──────── DATA ────────
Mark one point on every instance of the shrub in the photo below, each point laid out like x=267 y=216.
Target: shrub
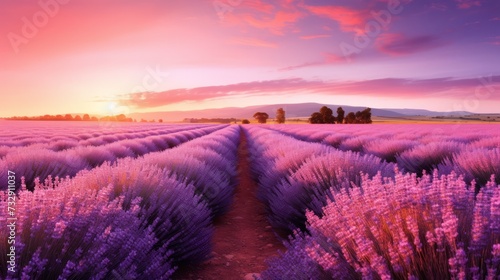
x=402 y=228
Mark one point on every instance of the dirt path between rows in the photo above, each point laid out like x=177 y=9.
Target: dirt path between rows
x=243 y=238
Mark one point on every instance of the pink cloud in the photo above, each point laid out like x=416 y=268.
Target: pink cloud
x=310 y=37
x=350 y=20
x=276 y=23
x=276 y=18
x=467 y=4
x=328 y=59
x=382 y=88
x=253 y=42
x=400 y=44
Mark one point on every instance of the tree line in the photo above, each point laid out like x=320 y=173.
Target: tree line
x=324 y=116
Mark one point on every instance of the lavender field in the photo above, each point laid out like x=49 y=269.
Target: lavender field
x=140 y=201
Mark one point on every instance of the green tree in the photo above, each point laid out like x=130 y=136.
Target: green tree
x=327 y=114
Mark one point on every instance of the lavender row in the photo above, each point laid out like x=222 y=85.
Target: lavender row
x=96 y=138
x=294 y=175
x=17 y=132
x=137 y=218
x=402 y=228
x=417 y=148
x=33 y=163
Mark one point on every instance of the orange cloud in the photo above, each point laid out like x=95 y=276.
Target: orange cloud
x=350 y=20
x=388 y=87
x=254 y=42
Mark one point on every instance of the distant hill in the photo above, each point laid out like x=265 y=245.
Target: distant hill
x=292 y=111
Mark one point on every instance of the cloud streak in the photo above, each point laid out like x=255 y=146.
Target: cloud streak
x=382 y=88
x=400 y=44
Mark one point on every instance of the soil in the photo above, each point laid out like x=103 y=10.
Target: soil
x=243 y=239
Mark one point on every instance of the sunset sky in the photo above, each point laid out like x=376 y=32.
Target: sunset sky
x=123 y=56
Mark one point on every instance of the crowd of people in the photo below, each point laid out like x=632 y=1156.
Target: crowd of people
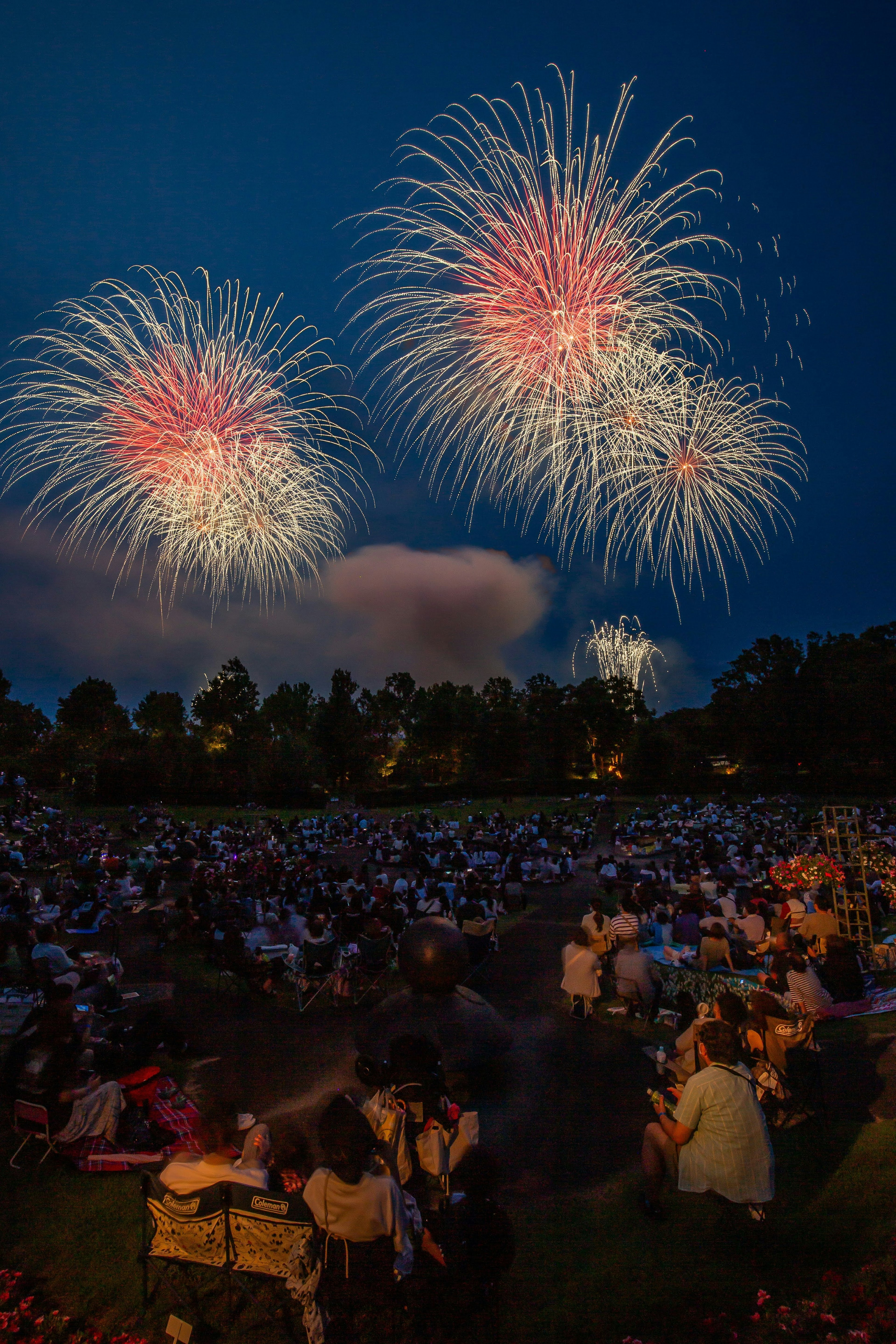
────────
**GIVEN REQUEST:**
From the first line of the entries through the line containing "x=243 y=238", reproduce only those lines, requests included, with every answer coordinate multiplied by 1.55 and rounded to a whole number, halves rounding up. Leave the requests and their format samples unchanged, and omit the pictures.

**TASK RESULT:**
Mark one point on every instance of the shrub in the photo below, each point laid out like x=267 y=216.
Target: shrub
x=623 y=353
Mark one point on every instance of the dirt path between rows in the photo above, each point laid out like x=177 y=9.
Target: dirt path between rows
x=377 y=369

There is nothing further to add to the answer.